> [ACTIVITY LIST]:
1 - According to the news excerpt on the Beslan school raid, what is the approximate population of Beslan?
2 - Reproduce the passage of the Beslan school raid report between "The raid came" and "by suicide bombers.", inclusive.
3 - Continue the news report on the Beslan school raid, beginning after its final sentence.

The raiders reportedly have threatened to blow up the school if police storm it, but what they wanted and who they were remained unclear.

The school in Beslan, a town of about 30,000, is in North Ossetia, near the republic of Chechnya where separatist rebels have been fighting Russian forces since 1999. Suspicion in the raid fell on Chechen militants although no claim of responsibility has been made.

Casualty reports in the raid varied widely, but an official in the joint-command operation for the crisis said on condition of anonymity early Thursday that 16 people were killed — 12 inside the school, two who died in hospital and two others whose bodies still lay outside the school and could not be removed because of gunfire. Thirteen others were wounded.

However, an aide to North Ossetian President Lev Dzugayev said that seven were killed. He also gave the number of hostages at 354. The children were mostly under 14.

The raid came a day after a suspected Chechen suicide bomber blew herself up outside a Moscow subway station, killing nine people, and just over a week after 90 people died in two plane crashes that are suspected to have been blown up by suicide bombers.

> [PROVIDED DATA]:
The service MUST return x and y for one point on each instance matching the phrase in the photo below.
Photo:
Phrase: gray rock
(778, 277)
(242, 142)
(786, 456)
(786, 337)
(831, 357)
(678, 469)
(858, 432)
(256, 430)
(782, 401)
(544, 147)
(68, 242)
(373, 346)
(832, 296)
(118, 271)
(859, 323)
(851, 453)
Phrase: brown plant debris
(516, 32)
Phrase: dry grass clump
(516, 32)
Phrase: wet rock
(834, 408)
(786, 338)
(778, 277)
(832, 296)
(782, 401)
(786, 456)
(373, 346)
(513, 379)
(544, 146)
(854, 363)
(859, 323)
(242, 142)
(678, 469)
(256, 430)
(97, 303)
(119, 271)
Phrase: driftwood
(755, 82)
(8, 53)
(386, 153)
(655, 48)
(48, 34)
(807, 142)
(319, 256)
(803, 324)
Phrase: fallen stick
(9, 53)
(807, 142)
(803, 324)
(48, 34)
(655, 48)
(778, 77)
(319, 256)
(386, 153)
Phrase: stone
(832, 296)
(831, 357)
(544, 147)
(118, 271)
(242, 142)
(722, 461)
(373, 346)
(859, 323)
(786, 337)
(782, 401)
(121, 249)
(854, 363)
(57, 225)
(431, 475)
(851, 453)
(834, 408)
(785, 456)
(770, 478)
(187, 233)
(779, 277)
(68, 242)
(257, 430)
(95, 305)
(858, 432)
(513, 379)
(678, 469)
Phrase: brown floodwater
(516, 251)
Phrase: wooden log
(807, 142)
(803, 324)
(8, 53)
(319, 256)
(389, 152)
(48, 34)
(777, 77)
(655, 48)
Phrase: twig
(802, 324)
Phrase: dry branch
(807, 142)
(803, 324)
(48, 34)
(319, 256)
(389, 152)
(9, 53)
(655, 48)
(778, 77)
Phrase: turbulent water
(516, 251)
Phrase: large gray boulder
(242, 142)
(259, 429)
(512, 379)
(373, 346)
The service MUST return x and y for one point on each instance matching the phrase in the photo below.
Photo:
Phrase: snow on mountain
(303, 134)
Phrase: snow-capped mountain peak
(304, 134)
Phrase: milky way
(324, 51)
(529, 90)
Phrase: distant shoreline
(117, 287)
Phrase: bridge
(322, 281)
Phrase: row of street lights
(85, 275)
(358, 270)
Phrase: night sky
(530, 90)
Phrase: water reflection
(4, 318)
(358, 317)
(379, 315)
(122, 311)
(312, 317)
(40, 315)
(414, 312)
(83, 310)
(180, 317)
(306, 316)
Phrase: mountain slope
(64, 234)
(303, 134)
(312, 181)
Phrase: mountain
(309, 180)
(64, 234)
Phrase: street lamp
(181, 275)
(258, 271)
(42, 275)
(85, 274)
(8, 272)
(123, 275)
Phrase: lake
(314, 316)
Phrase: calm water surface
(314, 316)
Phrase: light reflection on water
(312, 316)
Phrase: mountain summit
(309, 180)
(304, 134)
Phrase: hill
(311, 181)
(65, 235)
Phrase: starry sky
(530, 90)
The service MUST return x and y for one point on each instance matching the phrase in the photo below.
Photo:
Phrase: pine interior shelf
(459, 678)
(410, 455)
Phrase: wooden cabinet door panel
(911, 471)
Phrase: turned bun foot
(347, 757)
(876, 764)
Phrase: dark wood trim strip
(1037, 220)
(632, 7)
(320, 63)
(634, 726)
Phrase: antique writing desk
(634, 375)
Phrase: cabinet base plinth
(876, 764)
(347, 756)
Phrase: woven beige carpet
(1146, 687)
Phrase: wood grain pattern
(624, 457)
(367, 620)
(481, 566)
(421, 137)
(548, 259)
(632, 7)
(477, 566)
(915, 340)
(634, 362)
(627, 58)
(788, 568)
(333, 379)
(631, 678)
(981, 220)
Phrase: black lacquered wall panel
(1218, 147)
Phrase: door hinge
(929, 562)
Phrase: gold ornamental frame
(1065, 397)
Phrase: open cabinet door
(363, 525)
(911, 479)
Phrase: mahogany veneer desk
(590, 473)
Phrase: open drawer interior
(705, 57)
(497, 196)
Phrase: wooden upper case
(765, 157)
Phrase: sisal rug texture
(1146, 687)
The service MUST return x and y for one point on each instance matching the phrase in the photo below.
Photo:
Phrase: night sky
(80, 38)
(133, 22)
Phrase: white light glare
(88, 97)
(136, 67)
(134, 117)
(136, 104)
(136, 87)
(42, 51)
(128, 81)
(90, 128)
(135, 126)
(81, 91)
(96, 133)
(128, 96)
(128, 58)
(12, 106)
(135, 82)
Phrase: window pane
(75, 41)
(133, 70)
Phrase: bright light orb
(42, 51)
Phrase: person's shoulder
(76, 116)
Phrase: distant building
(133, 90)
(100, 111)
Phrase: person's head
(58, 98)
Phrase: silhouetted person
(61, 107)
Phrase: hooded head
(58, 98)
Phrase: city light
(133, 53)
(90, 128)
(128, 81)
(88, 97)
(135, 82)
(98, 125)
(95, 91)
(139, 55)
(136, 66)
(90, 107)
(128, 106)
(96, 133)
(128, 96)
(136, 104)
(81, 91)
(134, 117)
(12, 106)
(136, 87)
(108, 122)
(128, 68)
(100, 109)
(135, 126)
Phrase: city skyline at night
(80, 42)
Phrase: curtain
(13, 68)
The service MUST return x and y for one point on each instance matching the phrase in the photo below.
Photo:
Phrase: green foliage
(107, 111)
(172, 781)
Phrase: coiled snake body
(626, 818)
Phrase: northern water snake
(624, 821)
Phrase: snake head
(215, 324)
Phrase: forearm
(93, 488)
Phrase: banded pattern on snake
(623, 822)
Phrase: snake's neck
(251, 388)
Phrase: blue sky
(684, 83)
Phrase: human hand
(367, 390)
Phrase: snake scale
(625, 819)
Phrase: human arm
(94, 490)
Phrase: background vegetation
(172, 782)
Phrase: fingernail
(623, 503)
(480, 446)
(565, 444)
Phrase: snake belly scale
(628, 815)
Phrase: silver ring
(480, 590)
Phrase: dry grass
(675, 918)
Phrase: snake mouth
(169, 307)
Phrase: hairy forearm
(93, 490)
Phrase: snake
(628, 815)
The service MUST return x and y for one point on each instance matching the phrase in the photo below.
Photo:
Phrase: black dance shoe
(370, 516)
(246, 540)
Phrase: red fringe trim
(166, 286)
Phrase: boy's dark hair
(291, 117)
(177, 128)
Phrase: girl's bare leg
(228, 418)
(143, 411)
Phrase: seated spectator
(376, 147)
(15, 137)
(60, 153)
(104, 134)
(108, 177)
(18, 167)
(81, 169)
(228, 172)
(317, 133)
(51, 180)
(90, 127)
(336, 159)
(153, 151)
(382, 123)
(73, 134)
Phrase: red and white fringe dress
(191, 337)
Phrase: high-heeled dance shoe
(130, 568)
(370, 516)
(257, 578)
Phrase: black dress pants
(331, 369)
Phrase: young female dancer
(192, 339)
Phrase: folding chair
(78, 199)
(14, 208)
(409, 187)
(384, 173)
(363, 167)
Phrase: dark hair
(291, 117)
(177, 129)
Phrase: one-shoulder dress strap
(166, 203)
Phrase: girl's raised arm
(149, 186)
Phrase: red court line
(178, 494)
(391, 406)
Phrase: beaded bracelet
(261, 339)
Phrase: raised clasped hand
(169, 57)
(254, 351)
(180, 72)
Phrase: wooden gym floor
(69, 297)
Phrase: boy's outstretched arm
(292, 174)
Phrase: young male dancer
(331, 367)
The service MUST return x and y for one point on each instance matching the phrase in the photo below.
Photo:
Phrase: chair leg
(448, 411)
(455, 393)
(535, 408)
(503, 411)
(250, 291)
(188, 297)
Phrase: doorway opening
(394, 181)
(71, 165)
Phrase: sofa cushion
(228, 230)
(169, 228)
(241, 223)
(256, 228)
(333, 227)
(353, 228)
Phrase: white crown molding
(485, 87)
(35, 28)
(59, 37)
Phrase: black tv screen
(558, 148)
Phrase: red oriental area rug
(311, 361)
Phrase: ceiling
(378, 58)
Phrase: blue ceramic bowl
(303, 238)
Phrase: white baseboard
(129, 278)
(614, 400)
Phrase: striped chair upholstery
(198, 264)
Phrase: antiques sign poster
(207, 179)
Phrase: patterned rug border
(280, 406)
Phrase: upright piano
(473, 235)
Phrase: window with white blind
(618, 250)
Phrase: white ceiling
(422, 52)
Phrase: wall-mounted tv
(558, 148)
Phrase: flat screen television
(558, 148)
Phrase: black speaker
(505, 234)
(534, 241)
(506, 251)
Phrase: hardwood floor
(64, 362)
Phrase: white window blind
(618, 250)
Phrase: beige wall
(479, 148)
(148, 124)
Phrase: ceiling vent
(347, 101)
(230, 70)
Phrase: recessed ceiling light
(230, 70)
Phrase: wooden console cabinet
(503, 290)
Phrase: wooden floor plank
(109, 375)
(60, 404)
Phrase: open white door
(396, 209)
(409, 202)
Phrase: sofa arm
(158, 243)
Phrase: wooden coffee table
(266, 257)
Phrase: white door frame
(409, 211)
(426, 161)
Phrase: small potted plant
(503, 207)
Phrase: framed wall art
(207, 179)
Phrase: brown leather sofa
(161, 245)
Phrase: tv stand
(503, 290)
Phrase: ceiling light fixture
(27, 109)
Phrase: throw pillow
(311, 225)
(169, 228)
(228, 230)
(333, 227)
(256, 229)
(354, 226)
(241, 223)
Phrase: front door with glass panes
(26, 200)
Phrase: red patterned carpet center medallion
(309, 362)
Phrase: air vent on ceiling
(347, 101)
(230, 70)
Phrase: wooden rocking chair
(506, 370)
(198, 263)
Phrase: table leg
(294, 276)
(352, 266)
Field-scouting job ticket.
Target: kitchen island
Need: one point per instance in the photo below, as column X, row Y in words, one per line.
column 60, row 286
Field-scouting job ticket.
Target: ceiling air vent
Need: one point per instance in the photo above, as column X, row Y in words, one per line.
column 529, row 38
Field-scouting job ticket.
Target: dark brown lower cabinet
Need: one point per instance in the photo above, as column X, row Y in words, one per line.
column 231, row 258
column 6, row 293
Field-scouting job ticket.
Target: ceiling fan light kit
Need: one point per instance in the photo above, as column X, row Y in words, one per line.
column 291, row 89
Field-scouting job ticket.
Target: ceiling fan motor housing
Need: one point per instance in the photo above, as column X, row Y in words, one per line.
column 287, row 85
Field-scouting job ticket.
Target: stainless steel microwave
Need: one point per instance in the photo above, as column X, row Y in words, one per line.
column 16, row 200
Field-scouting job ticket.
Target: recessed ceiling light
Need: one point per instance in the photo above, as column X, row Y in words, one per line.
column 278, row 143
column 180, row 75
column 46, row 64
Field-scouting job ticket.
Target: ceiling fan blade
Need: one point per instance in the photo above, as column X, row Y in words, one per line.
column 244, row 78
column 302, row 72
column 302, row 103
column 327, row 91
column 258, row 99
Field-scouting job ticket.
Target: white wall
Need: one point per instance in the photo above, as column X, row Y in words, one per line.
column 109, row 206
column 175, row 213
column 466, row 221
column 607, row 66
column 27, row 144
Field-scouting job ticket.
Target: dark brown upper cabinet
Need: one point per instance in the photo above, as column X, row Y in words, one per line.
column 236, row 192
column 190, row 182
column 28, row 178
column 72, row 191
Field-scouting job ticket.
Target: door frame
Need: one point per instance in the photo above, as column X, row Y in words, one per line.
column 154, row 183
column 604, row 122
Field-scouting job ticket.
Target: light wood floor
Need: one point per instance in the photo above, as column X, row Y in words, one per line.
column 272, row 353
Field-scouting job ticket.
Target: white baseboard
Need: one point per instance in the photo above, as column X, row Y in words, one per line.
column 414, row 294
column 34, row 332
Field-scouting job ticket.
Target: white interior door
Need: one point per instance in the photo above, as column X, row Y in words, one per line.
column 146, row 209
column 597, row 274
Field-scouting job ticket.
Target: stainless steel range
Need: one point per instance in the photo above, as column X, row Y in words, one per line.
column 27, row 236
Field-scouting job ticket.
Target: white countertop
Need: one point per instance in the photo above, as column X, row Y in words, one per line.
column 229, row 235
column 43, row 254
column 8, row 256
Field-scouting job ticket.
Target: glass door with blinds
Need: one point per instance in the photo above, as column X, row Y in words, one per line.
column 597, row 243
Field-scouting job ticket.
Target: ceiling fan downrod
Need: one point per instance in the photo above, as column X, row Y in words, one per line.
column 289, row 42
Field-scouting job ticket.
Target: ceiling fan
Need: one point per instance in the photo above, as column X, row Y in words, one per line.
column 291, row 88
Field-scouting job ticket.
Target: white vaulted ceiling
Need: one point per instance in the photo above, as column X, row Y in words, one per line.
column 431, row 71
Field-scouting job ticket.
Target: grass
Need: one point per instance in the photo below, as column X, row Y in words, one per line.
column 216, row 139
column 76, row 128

> [EXPECTED OUTPUTS]:
1 - About 30,000.

2 -
The raid came a day after a suspected Chechen suicide bomber blew herself up outside a Moscow subway station, killing nine people, and just over a week after 90 people died in two plane crashes that are suspected to have been blown up by suicide bombers.

3 -
President Vladimir Putin, who interrupted his working holiday in the Black Sea resort of Sochi to return to Moscow for the second time in a week, also postponed a planned two-day visit to Turkey, due to start Thursday, the Kremlin said.

In his first public comment on the raid, Putin on Thursday described the seizure as "horrible" and pledged to do everything possible to save the lives of the hundreds of hostages.

"We understand these acts are not only against private citizens of Russia but against Russia as a whole," Putin said in comments broadcast on Russian television during a Kremlin meeting with Jordan King Abdullah II. "What is happening in North Ossetia is horrible."

"It's horrible not only because some of the hostages are children but because this action can explode even a fragile balance of interconfessional and international relations in the region."

Heavily armed militants wearing masks descended on Middle School No. 1 shortly after 9 a.m. on the opening day of the new school year Wednesday. About a dozen people managed to escape by hiding in a boiler room, but hundreds of others were herded into the school gymnasium and some were placed at windows as human shields.

Camouflage-clad special forces troops carrying assault rifles encircled the school, while the militants placed a sniper on an upper floor of the three-story building. More than 1,000 people, including many parents, crowded outside police cordons demanding information and accusing the government of failing to protect their children.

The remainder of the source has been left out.